→ **GOAL OF THE EXERCISE**:
Return each record shown beneath, word for word.

→ **Extracted data entries**:
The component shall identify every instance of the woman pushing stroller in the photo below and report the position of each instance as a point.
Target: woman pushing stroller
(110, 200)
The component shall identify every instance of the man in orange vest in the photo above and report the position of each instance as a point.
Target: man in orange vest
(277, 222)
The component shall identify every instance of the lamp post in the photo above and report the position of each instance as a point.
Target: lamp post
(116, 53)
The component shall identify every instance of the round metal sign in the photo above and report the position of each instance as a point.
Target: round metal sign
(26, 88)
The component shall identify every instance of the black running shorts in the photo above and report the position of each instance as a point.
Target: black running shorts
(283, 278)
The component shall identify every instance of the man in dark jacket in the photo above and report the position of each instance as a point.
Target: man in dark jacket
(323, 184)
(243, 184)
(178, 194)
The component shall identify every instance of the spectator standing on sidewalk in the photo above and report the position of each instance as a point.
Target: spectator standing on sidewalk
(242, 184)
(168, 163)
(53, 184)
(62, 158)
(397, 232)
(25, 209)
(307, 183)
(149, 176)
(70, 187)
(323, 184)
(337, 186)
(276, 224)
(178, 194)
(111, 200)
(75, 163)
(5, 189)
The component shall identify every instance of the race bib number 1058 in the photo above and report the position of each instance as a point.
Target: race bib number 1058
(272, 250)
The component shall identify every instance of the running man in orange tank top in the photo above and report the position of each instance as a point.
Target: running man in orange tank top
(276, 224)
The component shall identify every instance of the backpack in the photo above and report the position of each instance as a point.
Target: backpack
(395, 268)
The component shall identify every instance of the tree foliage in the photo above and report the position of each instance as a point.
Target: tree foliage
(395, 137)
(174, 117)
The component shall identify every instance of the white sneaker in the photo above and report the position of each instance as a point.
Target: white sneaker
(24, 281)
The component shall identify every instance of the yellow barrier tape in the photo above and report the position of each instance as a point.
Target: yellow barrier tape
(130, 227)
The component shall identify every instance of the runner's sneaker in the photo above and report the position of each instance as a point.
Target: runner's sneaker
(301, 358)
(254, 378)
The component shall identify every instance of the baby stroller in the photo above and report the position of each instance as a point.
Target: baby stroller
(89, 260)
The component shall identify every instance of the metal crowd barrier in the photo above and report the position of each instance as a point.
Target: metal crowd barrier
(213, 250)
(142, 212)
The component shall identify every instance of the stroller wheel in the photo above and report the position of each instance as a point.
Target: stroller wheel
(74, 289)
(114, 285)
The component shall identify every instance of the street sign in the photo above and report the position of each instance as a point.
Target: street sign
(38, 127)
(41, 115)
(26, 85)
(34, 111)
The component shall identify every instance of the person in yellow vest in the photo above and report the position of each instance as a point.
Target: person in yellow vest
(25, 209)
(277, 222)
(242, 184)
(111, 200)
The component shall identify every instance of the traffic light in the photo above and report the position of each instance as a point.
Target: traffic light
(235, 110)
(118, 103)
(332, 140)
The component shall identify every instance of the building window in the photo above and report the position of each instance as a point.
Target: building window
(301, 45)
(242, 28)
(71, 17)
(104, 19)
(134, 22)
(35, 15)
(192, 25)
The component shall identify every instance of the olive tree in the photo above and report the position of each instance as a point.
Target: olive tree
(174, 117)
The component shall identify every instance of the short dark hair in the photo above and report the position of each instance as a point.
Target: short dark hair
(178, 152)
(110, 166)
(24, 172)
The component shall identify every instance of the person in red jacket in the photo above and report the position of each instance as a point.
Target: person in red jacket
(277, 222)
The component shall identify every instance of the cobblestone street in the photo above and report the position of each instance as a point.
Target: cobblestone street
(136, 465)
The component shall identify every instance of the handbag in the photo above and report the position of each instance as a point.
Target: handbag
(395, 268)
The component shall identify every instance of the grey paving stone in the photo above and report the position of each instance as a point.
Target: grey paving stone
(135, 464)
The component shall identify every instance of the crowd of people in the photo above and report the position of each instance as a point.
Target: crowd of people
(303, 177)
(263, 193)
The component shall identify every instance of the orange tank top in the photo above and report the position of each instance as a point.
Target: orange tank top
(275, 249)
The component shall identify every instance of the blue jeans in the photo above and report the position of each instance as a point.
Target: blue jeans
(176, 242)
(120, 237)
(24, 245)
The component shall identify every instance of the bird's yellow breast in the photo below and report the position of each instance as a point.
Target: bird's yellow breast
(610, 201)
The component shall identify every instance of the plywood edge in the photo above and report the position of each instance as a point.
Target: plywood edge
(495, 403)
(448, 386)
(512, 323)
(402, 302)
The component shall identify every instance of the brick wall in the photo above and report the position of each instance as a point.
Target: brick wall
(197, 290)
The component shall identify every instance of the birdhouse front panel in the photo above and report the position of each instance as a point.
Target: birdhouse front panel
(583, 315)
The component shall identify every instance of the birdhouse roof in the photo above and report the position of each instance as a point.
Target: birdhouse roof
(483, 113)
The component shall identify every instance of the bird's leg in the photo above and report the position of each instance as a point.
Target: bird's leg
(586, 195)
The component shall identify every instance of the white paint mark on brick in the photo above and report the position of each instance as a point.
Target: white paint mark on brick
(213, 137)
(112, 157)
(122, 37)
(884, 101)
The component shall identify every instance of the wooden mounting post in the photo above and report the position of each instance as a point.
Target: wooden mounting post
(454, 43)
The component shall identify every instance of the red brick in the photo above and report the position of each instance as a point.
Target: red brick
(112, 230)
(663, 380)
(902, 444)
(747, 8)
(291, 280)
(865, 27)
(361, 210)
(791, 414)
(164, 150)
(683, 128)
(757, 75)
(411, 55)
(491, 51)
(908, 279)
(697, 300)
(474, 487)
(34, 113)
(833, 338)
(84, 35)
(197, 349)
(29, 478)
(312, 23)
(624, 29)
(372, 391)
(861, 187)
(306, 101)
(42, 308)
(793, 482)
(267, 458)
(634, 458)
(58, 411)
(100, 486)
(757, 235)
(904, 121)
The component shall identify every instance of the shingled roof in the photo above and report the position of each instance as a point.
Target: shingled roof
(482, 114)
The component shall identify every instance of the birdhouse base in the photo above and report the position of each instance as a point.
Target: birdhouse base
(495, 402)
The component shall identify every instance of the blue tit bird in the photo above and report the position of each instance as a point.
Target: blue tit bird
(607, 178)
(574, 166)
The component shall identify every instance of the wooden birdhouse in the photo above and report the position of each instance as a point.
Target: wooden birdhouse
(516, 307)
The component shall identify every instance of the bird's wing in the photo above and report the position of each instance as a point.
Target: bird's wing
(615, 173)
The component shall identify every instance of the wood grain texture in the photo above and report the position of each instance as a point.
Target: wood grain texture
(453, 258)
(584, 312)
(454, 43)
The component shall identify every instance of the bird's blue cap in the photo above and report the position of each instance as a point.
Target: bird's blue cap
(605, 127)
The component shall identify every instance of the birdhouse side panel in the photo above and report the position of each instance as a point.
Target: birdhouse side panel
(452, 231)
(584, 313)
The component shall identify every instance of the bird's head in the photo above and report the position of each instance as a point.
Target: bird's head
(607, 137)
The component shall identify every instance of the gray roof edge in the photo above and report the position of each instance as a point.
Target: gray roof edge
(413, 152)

→ **RESULT OF THE EXERCISE**:
The component shall identify every instance of the woman pushing stroller in the photo below and report the position of each instance as a point.
Target: woman pushing stroller
(110, 200)
The component shall identify every instance of the man in orange vest in the photo above and report the position of each instance as a point.
Target: man in orange vest
(277, 222)
The component shall identify every instance of the lamp post in the photo above and report the position of each instance as a point.
Target: lamp post
(116, 53)
The component shall identify every instance of the round metal sign in the photo above and report the position of each instance as a point.
Target: round metal sign
(26, 88)
The component shall identify every instance of the black running shorts in the photo above and report the position of each instance as a point.
Target: black running shorts
(283, 278)
The component shall identify every instance of the man in dark jacket in the photo above and report the position of each instance as a point.
Target: man in dark jacket
(323, 184)
(243, 184)
(178, 194)
The component shall identify every instance of the spectator standing on sidewalk in the photo above and report the position of each instance as a point.
Target: spectator standing on sidewalk
(242, 184)
(168, 163)
(53, 184)
(62, 158)
(397, 232)
(25, 209)
(307, 183)
(149, 176)
(70, 187)
(323, 184)
(337, 186)
(276, 224)
(178, 194)
(111, 200)
(75, 163)
(5, 189)
The component shall identify every instance of the race bib number 1058 in the photo above and report the position of each instance as a point.
Target: race bib number 1058
(272, 250)
The component shall identify every instance of the running man in orange tank top in the photo above and report the position of each instance as a point.
Target: running man in orange tank top
(276, 224)
The component shall identify every instance of the backpack in the photo above and report the position of each instance as a point.
Target: backpack
(395, 268)
The component shall identify every instance of the tree foliage in the photo above and report the position of each instance as a point.
Target: tree foliage
(395, 137)
(174, 117)
The component shall identify every instance of the white sneaker in the photo above and report the position of each instance as a point.
Target: white sneaker
(24, 281)
The component shall identify every instance of the yellow barrier tape in the photo above and report the position of each instance as a point.
Target: yellow barrier tape
(130, 227)
The component shall identify every instance of the runner's sneaker in the photo above and report the position of each instance as a point.
Target: runner's sneaker
(301, 358)
(254, 378)
The component shall identify every instance of the baby stroller in the photo above and report the position of each instance as a point.
Target: baby stroller
(89, 260)
The component shall identify every instance of the metal crowd barrier in the photo above and report the position of each instance as a point.
Target: metal crowd barrier
(213, 250)
(142, 212)
The component shall identify every instance of the stroller wheel in the photo above and report the position of each instance as a point.
Target: stroller wheel
(74, 289)
(114, 285)
The component shall identify every instance of the street sign in the photo above and report the position of each instance as a point.
Target: street sign
(38, 127)
(41, 115)
(26, 85)
(34, 111)
The component shall identify every instance of the person in yellow vest in the photo above and report the position of each instance as a point.
Target: person in yellow vest
(25, 209)
(277, 222)
(242, 184)
(111, 200)
The component shall identify every instance of the traffic light in the photo above and report the position of each instance as a point.
Target: traffic light
(235, 110)
(118, 103)
(332, 140)
The component shall identify every instance of the building window in the photo above and report the position of each instance as a point.
Target: building window
(301, 45)
(242, 28)
(71, 17)
(104, 19)
(134, 22)
(35, 15)
(192, 25)
The component shall identify every instance of the olive tree in the photo above and report the position of each instance as a point.
Target: olive tree
(174, 117)
The component shall identify every instance of the short dark hair in the photo above and report the position of each instance as a point.
Target: short dark hair
(178, 152)
(110, 166)
(24, 172)
The component shall identify every instance of the person in red jacket in the photo above and report the position of each instance as a point.
Target: person in red jacket
(277, 222)
The component shall identify every instance of the cobblestone street in the photo above and report the position of each instance as a point.
Target: cobblestone street
(136, 465)
The component shall identify every instance of the handbag in the photo above and report the position of each instance as a point.
Target: handbag
(395, 268)
The component shall identify every instance of the grey paving stone in the photo above and report the position of each instance as a point.
Target: grey paving stone
(135, 464)
The component shall identify every instance of the crowd of people in the photo above and report the position of each instance as a point.
Target: crowd of people
(303, 177)
(263, 193)
The component shall identify every instance of the orange tank top in the photo above and report the position of each instance as a point.
Target: orange tank top
(275, 249)
The component shall identify every instance of the blue jeans in the photo above and report the position of each instance as a point.
Target: blue jeans
(176, 242)
(120, 237)
(24, 245)
The component shall identify every instance of the bird's yellow breast in the photo below and report the position of each instance as a point.
Target: bird's yellow breast
(610, 201)
The component shall identify every instance of the plywood edge in the photo above and report the position of each instance as a point.
Target: plywood edge
(495, 403)
(448, 386)
(512, 323)
(402, 302)
The component shall identify every instance of the brick wall in the photo above and report the position of each instance as a point.
Target: brick wall
(197, 290)
The component shall identify every instance of the birdhouse front panel in the photo above and report the position of each instance as a point.
Target: birdhouse front panel
(583, 315)
The component shall identify every instance of the birdhouse roof in the photo above and report the position of each instance as a point.
Target: birdhouse roof
(483, 113)
The component shall identify every instance of the bird's leg in the photo above and report the position of each instance as a point.
Target: bird's leg
(586, 195)
The component shall identify every instance of the white paint mark on brick in the photo above and report the position of each instance as a point.
Target: white paint mark on brick
(213, 137)
(112, 157)
(122, 37)
(884, 101)
The component shall identify every instance of the wooden mounting post in the photo above and report the position of each instance as a point.
Target: wooden mounting post
(454, 43)
The component shall identify every instance of the red brick in the photo above and report the position of each instance as a point.
Target: red brick
(112, 230)
(663, 380)
(902, 444)
(747, 8)
(291, 280)
(865, 27)
(361, 210)
(791, 414)
(164, 150)
(683, 128)
(757, 75)
(411, 55)
(491, 51)
(908, 279)
(697, 300)
(474, 487)
(34, 113)
(833, 338)
(84, 35)
(197, 349)
(29, 478)
(312, 23)
(624, 29)
(372, 391)
(861, 187)
(306, 101)
(42, 308)
(793, 482)
(267, 458)
(634, 458)
(58, 411)
(100, 486)
(757, 235)
(904, 121)
The component shall identify every instance of the shingled roof in the photo above and report the position of each instance as a point.
Target: shingled roof
(482, 114)
The component shall identify every instance of the birdhouse base in the photo above and report the position of each instance as a point.
Target: birdhouse base
(495, 402)
The component shall identify every instance of the blue tit bird in the photo above and report the position of each instance as a point.
Target: blue tit bird
(607, 178)
(574, 166)
The component shall identify every instance of the wooden birdhouse in the photo above and report the position of each instance as a point.
Target: wooden birdhouse
(516, 307)
The component shall identify every instance of the bird's wing in the photo above and report the position of each instance as a point.
Target: bird's wing
(615, 173)
The component shall identify every instance of the wood grain texture in the photo above and report the position of each instance as a point.
Target: wood grain texture
(453, 258)
(584, 312)
(454, 43)
The component shall identify every instance of the bird's blue cap in the photo above and report the position of each instance as a point.
Target: bird's blue cap
(605, 127)
The component shall identify every instance of the birdhouse side panel in the photo above and report the position of each instance as a point.
Target: birdhouse side panel
(452, 231)
(584, 313)
The component shall identify every instance of the bird's head in the photo above and report the position of each instance as a point.
Target: bird's head
(607, 137)
The component shall identify every instance of the gray roof edge in the photo above and report the position of each instance as a point.
Target: gray roof edge
(413, 152)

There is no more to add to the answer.